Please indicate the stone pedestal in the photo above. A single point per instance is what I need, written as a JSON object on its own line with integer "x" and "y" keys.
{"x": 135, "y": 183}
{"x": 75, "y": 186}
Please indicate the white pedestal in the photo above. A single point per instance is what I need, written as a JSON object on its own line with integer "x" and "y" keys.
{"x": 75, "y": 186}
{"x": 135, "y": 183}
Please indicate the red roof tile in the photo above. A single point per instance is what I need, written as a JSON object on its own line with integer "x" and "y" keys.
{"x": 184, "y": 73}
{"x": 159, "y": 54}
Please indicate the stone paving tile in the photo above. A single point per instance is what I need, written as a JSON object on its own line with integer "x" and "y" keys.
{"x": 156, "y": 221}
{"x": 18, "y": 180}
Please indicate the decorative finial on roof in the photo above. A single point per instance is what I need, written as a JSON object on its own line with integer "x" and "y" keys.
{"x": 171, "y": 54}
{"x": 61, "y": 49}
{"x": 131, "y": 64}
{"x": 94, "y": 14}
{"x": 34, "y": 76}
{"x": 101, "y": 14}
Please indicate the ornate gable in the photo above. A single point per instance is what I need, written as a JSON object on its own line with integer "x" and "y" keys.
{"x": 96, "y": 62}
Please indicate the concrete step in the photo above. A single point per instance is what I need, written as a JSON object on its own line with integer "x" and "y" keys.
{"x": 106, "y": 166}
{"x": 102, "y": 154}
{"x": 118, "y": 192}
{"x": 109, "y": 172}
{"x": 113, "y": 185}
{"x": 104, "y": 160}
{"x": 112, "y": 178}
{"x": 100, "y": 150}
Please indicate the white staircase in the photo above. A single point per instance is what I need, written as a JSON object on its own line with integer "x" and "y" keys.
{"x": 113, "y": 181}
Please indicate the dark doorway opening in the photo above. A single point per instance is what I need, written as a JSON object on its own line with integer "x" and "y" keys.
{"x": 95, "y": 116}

________________

== YOUR INSTRUCTIONS ==
Please repeat the rows starting with the line containing "Please indicate the dark" and going on through the end of the rows, with "doorway" replaced by "entryway" and everything else unchanged.

== RESULT FOR THIS TASK ==
Please indicate the dark entryway opening in the photo above. A single point per instance is what I need, written as a JSON object on its own line with integer "x" and "y" keys.
{"x": 95, "y": 116}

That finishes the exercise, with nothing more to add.